• Task instructions
Rewrite the stretch of the records below, from the line containing "as point(1118, 142)." through the line containing "point(221, 158)", as a numbered list, leaving out any blank lines.

• Provided entries
──────────────────────────────
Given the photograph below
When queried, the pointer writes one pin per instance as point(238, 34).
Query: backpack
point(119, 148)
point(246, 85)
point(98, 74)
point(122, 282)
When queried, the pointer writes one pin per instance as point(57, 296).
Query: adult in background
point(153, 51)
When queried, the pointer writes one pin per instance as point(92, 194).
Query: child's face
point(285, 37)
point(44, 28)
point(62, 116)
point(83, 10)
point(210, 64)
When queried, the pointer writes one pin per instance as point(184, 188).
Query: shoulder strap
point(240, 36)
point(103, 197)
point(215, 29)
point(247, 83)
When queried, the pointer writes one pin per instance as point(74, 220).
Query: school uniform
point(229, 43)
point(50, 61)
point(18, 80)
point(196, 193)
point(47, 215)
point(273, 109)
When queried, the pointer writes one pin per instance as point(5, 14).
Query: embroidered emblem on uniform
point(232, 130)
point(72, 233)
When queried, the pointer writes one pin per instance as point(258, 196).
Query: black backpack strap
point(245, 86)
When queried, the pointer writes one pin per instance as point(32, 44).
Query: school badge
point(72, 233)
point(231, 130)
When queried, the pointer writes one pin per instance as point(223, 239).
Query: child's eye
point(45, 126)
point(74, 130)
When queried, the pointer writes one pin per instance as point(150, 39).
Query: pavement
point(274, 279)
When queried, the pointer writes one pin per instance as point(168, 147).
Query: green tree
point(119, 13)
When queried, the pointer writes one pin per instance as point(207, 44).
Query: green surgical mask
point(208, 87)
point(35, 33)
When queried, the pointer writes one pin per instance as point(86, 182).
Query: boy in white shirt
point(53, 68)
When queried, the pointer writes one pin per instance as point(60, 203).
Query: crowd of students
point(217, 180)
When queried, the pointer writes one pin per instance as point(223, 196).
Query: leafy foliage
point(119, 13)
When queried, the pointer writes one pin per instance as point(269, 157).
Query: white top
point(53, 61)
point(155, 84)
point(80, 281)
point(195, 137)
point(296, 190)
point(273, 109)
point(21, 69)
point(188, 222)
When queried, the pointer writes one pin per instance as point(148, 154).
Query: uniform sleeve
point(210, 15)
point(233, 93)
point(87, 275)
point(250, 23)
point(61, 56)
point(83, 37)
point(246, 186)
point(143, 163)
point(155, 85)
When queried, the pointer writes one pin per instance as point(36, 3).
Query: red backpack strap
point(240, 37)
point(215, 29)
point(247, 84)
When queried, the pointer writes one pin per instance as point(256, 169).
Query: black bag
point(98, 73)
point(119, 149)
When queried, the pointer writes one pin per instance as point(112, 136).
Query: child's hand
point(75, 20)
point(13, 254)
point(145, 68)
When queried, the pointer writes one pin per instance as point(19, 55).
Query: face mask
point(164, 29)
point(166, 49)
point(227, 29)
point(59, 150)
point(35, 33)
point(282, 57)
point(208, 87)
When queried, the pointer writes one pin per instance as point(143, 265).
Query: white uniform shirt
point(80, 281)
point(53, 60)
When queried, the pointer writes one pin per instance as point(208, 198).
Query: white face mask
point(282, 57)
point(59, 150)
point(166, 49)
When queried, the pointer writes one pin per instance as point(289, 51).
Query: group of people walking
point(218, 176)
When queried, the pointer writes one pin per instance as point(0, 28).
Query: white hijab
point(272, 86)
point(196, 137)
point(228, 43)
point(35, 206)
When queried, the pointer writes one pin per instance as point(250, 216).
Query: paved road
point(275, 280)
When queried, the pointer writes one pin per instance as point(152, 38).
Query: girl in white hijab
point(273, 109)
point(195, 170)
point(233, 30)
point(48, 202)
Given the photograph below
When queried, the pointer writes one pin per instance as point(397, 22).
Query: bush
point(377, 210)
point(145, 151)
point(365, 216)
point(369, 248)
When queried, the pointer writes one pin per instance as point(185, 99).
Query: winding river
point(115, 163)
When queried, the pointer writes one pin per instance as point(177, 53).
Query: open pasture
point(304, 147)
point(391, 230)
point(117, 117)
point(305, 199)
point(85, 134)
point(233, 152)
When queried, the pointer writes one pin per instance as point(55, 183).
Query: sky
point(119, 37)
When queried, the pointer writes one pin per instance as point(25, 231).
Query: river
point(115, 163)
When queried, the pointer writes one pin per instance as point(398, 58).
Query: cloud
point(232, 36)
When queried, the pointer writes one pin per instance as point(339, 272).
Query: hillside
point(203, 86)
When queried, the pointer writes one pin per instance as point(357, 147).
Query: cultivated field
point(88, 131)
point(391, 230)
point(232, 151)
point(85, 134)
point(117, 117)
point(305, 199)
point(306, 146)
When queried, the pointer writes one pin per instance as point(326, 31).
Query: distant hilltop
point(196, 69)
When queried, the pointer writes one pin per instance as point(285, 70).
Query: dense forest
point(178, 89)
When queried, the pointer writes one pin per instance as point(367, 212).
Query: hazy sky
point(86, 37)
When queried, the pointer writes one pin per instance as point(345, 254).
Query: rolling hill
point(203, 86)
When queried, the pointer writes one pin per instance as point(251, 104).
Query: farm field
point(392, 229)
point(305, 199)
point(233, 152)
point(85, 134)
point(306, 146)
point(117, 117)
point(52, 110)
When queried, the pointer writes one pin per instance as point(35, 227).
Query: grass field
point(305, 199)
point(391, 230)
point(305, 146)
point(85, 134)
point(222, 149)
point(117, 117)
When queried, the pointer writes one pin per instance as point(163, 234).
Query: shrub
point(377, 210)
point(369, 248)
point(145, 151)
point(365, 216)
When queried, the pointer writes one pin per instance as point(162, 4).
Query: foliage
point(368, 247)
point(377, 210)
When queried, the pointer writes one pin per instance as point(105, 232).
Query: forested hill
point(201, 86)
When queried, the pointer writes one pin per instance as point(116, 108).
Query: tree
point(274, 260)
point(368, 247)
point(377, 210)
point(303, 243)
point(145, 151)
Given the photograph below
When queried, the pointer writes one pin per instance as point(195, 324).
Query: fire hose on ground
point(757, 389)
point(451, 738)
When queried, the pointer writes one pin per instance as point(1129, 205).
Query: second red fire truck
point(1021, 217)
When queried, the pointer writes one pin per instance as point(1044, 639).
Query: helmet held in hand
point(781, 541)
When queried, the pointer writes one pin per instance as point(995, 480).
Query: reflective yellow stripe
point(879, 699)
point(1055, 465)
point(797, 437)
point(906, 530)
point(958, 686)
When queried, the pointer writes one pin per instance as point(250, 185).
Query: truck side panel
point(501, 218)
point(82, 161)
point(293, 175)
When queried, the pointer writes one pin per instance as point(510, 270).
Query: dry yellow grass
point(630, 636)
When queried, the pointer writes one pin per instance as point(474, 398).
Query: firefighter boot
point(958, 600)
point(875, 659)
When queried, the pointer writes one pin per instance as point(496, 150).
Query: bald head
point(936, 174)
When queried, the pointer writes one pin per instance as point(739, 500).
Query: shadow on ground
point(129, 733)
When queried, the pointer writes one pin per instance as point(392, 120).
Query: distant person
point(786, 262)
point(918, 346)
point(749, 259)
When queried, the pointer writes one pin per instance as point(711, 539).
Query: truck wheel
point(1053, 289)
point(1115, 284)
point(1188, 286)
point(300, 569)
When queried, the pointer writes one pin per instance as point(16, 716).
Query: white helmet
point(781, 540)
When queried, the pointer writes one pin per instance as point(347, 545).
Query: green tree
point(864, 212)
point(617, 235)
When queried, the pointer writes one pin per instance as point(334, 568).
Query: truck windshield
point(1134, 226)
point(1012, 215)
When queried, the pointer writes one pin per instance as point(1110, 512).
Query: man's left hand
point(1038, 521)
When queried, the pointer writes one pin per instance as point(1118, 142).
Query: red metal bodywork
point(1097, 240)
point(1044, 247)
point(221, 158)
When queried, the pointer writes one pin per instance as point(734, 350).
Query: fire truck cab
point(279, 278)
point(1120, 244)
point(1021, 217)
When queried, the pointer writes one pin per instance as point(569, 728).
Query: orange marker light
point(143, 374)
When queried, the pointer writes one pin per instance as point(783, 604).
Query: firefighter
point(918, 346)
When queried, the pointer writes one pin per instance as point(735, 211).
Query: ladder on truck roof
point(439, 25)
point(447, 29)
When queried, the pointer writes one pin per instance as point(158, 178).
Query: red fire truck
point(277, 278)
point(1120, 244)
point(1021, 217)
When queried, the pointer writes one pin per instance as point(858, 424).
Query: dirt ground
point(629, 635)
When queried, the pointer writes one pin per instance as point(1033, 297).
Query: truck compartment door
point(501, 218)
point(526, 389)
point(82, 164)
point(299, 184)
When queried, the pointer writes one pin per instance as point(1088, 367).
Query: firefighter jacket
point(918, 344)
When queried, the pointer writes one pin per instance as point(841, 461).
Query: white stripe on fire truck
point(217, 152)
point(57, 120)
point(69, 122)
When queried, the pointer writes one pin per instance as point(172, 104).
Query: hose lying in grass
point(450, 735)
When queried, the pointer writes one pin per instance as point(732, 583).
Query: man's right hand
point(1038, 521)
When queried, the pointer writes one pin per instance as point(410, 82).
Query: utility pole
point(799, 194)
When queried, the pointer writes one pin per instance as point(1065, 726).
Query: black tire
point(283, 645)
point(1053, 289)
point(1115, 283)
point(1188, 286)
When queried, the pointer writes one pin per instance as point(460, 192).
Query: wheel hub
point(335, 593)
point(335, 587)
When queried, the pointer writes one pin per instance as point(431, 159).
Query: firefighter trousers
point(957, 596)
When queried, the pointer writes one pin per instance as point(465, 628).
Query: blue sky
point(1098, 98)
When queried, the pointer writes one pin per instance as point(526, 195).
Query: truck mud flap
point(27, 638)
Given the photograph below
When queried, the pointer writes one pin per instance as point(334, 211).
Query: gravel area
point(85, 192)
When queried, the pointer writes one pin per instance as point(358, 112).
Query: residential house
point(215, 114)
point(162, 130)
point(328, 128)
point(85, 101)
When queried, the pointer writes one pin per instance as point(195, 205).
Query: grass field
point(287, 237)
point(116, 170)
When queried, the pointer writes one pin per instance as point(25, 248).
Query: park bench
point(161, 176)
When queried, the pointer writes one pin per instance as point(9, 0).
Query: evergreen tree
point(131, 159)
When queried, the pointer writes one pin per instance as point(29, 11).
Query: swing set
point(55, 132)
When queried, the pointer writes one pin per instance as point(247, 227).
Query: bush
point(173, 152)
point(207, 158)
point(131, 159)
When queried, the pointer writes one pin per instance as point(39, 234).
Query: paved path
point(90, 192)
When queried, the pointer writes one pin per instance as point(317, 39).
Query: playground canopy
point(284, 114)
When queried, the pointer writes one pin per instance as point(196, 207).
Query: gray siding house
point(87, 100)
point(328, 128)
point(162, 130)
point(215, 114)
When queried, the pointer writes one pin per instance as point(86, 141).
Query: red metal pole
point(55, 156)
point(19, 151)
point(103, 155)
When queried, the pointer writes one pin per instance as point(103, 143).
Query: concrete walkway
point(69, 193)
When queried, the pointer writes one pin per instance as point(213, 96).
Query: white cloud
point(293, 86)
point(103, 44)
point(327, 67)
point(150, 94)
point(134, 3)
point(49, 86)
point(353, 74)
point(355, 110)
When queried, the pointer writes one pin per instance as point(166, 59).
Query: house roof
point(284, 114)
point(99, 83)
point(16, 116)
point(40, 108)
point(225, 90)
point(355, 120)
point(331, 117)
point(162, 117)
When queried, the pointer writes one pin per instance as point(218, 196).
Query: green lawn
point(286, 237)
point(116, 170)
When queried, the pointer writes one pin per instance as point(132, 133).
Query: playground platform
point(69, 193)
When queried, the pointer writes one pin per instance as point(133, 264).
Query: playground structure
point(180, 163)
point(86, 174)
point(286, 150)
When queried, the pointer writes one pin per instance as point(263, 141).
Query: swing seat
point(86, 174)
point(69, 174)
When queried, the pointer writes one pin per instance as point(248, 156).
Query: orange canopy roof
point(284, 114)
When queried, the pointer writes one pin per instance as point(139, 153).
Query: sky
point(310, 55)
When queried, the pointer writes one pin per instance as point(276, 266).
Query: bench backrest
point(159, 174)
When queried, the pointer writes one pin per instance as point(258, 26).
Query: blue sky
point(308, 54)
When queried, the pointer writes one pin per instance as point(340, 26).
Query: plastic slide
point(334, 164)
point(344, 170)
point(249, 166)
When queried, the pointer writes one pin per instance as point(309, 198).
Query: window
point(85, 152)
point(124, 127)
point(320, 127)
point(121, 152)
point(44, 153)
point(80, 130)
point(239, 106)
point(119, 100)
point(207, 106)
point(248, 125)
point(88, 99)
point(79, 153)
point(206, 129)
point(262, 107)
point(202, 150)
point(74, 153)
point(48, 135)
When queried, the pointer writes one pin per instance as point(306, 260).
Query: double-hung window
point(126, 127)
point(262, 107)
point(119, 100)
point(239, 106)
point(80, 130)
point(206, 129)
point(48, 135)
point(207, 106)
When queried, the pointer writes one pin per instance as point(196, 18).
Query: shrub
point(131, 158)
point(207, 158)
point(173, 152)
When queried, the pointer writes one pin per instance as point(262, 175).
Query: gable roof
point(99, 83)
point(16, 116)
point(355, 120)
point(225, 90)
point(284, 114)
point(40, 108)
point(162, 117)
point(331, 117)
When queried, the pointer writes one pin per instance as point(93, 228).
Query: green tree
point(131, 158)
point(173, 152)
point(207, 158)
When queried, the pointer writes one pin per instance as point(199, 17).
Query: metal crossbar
──────────────────────────────
• Answer to the exercise
1. When queried, the pointer writes one pin per instance as point(1118, 142).
2. Query: red metal bodywork
3. point(1097, 240)
4. point(1044, 247)
5. point(221, 158)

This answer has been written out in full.